━━━━━ PAGE EXCERPT ━━━━━

Prediction of Potential Drug-Drug Interactions

Pharmacy TimesOctober 2014 Diabetes
Volume 80
Issue 10

We often get questions about potential drug—drug interactions (PDDIs) when there are few or no data evaluating a drug pair. These questions may refer to drugs that are new to the market and have not been widely studied, or to drugs that are quite mature, having been approved by the FDA before drug interaction studies were a common part of the approval process. Making reasonable predictions about PDDIs requires an understanding of the pharmacologic properties of drugs and the possible mechanisms of interaction.

Consider a patient stabilized on verapamil who is prescribed oral dexamethasone. What is the potential for verapamil to interact with dexamethasone? Corticosteroids include drugs that have been available for years and some relatively new therapeutic products. A search of the literature does not reveal any studies on an interaction between dexamethasone and verapamil. However, dexamethasone is a known substrate of CYP3A4 and P-glycoprotein (P-gp).1,2 In addition, verapamil is considered a moderate inhibitor of CYP3A4 and P-gp. Thus, one might expect an interaction in which verapamil inhibits elimination of dexamethasone. (For brevity, we will ignore the potential for CYP3A4 induction by dexamethasone.) The problem is that the magnitude of the PDDI between dexamethasone and verapamil is unknown.

Estimating the magnitude of a PDDI can often be based on the interaction between drugs with similar pharmacokinetic properties. The Table lists several interactions between CYP3A4 substrates and inhibitors that can offer some insight into a PDDI between verapamil and dexamethasone.

For example, while we found that there are no data on the effect of verapamil on dexamethasone elimination, an interaction between similar drugs—diltiazem and methylprednisolone— has been reported to result in a 50% increase in the area under the concentration- time curve (AUC) of methylprednisolone.3 While this study used intravenous methylprednisolone and thus avoided any effect of diltiazem on the absorption of methylprednisolone, the study does provide evidence for reduced systemic clearance of the corticosteroid by another moderate inhibitor of CYP3A4.

━━━━━

TASK A:
Rewrite the passage of the drug-interaction article starting at "For example, while" and ending at "inhibitor of CYP3A4.", putting "prednisolone" in place of "methylprednisolone".
TASK B:
Carry on the article about predicting drug-drug interactions from the point where it stops.
The listing has no connection to the article on drug interactions.

━━━━━ ENTRIES PROVIDED ━━━━━

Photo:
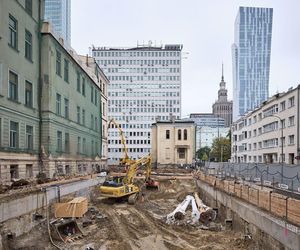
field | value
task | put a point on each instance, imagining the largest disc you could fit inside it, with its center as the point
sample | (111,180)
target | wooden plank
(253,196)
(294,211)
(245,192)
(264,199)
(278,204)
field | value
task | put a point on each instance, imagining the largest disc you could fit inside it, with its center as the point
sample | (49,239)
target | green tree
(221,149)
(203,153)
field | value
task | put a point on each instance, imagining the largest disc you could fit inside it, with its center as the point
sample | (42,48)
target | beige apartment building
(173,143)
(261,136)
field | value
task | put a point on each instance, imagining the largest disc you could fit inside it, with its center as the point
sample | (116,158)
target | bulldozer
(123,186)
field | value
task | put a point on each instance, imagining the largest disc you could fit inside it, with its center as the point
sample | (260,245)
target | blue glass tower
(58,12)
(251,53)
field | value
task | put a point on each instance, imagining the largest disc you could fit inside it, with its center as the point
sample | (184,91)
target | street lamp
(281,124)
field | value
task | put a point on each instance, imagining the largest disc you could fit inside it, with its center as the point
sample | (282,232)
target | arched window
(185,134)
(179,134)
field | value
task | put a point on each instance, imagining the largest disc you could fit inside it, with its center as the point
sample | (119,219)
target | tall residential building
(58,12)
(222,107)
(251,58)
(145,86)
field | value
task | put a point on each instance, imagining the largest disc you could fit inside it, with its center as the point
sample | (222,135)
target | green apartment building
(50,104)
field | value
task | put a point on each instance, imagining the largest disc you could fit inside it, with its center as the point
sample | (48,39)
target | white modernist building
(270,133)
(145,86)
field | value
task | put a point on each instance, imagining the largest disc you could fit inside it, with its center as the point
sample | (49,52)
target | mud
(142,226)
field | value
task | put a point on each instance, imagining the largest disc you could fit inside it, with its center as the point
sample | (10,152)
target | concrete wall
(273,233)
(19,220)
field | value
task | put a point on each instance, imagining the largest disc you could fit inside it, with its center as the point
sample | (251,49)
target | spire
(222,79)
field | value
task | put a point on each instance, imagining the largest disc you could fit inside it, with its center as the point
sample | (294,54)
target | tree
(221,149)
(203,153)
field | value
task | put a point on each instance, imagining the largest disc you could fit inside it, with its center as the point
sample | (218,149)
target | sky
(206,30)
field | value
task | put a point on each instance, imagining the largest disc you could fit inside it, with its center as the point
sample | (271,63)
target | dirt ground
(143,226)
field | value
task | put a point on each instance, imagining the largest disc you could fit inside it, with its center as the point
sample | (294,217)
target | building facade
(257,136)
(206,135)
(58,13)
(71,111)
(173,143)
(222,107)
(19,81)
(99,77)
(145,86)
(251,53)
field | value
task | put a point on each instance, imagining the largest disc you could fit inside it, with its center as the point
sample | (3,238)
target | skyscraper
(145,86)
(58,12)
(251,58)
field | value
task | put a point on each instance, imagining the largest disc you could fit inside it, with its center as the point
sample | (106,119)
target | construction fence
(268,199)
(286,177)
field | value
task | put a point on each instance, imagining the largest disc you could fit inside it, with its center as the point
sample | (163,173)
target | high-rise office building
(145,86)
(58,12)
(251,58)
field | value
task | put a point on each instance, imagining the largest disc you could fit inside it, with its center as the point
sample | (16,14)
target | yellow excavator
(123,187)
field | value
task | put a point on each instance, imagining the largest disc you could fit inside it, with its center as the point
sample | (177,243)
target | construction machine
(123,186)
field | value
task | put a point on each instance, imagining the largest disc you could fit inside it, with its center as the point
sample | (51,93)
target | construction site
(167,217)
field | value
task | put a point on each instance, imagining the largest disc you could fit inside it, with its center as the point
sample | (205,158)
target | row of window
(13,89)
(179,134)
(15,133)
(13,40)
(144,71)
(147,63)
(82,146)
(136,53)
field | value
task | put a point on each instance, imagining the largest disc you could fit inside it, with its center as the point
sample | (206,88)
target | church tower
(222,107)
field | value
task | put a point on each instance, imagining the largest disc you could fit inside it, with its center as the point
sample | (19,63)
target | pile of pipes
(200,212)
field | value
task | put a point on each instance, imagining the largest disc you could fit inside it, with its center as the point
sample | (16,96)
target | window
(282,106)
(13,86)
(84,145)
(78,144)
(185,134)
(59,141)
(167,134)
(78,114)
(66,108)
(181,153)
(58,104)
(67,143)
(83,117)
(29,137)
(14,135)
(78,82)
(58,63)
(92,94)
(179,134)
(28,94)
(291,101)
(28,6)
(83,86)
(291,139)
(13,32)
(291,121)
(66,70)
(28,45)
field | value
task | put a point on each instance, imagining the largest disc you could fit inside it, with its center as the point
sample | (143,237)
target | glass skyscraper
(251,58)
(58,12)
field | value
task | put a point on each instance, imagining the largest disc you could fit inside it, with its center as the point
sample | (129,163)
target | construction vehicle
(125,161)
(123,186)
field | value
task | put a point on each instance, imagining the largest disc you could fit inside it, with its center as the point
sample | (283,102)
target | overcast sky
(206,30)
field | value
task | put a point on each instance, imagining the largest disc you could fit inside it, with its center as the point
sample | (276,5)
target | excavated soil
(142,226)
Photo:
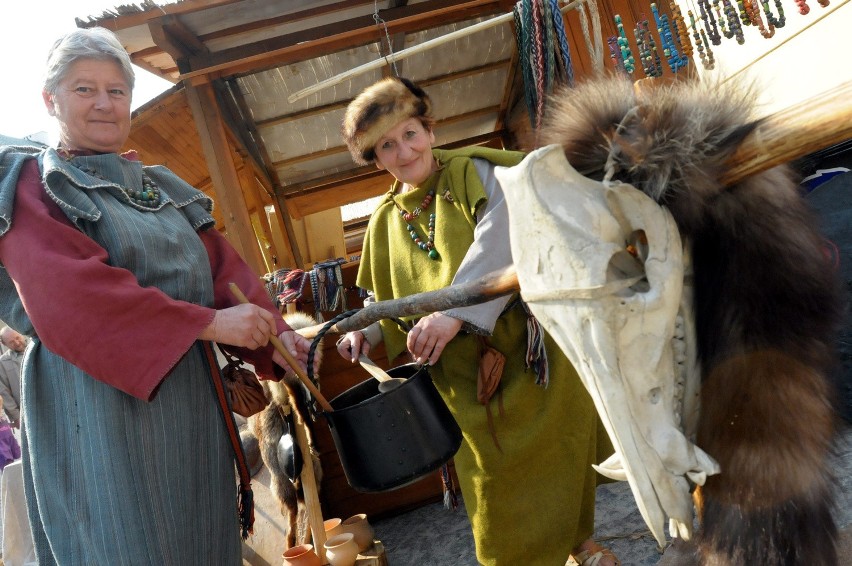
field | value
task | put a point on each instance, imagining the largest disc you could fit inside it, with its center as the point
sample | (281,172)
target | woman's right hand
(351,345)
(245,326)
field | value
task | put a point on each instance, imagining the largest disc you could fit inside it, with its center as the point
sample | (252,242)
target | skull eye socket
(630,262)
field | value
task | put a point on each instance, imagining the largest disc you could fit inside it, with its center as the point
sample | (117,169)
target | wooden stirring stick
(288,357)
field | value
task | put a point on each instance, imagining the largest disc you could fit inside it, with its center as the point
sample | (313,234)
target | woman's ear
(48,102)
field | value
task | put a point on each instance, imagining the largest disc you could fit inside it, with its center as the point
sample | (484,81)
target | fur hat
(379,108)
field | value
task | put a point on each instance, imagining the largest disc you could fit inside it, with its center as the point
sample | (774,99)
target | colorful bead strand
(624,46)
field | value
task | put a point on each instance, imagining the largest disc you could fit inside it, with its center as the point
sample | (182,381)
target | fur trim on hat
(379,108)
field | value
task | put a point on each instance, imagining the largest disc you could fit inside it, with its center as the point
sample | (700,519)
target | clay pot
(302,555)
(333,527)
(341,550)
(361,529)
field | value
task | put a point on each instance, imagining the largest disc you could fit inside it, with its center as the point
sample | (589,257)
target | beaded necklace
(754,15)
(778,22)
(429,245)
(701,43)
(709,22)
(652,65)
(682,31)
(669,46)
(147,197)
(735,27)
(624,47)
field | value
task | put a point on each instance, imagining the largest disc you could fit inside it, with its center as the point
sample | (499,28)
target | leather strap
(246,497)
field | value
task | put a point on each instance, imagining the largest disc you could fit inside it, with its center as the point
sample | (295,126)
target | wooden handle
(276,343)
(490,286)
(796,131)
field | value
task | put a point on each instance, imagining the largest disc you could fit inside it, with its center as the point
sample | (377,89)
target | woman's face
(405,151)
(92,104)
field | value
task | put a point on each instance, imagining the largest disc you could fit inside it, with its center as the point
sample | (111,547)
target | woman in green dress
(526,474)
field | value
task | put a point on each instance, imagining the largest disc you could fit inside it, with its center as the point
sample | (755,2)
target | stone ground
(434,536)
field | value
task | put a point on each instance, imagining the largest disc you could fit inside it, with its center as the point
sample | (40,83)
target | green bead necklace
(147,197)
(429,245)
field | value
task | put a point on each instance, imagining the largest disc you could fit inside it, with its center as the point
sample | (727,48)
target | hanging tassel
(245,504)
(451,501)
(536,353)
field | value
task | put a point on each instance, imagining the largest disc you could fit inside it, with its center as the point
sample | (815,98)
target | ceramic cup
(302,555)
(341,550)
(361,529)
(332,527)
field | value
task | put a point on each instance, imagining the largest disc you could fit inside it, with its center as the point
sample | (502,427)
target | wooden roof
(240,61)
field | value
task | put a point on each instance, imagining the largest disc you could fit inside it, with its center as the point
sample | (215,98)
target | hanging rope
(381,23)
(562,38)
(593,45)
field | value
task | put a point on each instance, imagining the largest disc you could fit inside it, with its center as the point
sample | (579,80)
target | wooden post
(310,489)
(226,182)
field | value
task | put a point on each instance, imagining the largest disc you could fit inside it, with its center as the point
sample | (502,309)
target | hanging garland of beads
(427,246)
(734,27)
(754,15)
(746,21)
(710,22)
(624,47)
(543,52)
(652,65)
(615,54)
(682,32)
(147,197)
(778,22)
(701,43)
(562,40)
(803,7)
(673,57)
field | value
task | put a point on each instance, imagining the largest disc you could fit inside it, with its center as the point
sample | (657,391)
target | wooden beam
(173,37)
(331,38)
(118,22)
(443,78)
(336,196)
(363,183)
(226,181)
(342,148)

━━━━━

EXERCISE OUTPUT A:
For example, while we found that there are no data on the effect of verapamil on dexamethasone elimination, an interaction between similar drugs—diltiazem and prednisolone— has been reported to result in a 50% increase in the area under the concentration- time curve (AUC) of prednisolone.3 While this study used intravenous prednisolone and thus avoided any effect of diltiazem on the absorption of prednisolone, the study does provide evidence for reduced systemic clearance of the corticosteroid by another moderate inhibitor of CYP3A4.

EXERCISE OUTPUT B:
Several studies have reported the effect of aprepitant or fosaprepitant on methylprednisolone and dexamethasone.4-6 The magnitude of the effect of aprepitant on methylprednisolone and dexamethasone is comparable. Aprepitant produced a similar increase in the AUC of midazolam.6 Aprepitant, like verapamil, is considered a moderate CP3A4 inhibitor. Finally, a study comparing the effect of diltiazem and verapamil on midazolam found a similar increase in the AUC of midazolam.7 The similar increase in the AUC of midazolam with coadministration of aprepitant and verapamil likely reflects their comparable CYP3A4 inhibitory potency for the same substrate (midazolam).


The above results indicate that verapamil would be expected to produce an increase in the AUC of dexamethasone of approximately the same magnitude as observed with aprepitant or diltiazem. The AUC of dexamethasone may increase by 50% to 200% during concurrent verapamil administration. It would be prudent to reduce the dose of dexamethasone in patients receiving verapamil and to monitor for signs of excessive steroid response.

Drs. Horn and Hansten are both professors of pharmacy at the University of Washington School of Pharmacy. For an electronic version of this article, including references, if any, visit


1. Gentile DM, Tomlinson ES, Maggs JL, Park BK, Back DJ. Dexamethasone metabolism by human liver in vitro. metabolite identification and inhibition of 6-hydroxylation. J Pharmacol Exp Ther. 1996;277:105-112.

2. Kovarik JM, Purba HS, Pongowski M, Gerbeau C, Humbert H, Mueller EA. Pharmacokinetics of dexamethasone and valspodar, a P-glycoprotein (mdr1) modulator: implications for coadministration. Pharmacotherapy. 1998;18:1230-1236.

3. Booker BM, Magee MH, Blum RA, Lates CD, Jusko WJ. Pharmacokinetic and pharmacodynamic interactions between diltiazem and methylprednisolone in healthy volunteers. Clin Pharmacol Ther. 2002;72:370-382.

4. McCrea JB, Majumdar AK, Goldberg MR, et al. Effects of the neurokinin1 receptor antagonist aprepitant on the pharmacokinetics of dexamethasone and methylprednisolone. Clin Pharmacol Ther. 2003;74:17-24.

5. Marbury TC, Ngo PL, Shadle CR, et al. Pharmacokinetics of oral dexamethasone and midazolam when administered with single-dose intravenous 150 mg fosaprepitant in healthy adult subjects. J Clin Pharmacol. 2011;51:1712-1720.

6. Emend [package insert]. Whitehouse Station, NJ: Merck & Co, Inc; 2006.

7. Backman JT, Olkkola KT, Aranko K, Himberg JJ, Neuvonen PJ. Dose of midazolam should be reduced during diltiazem and verapamil treatments. Br J Clin Pharmacol. 1994;37:221-225.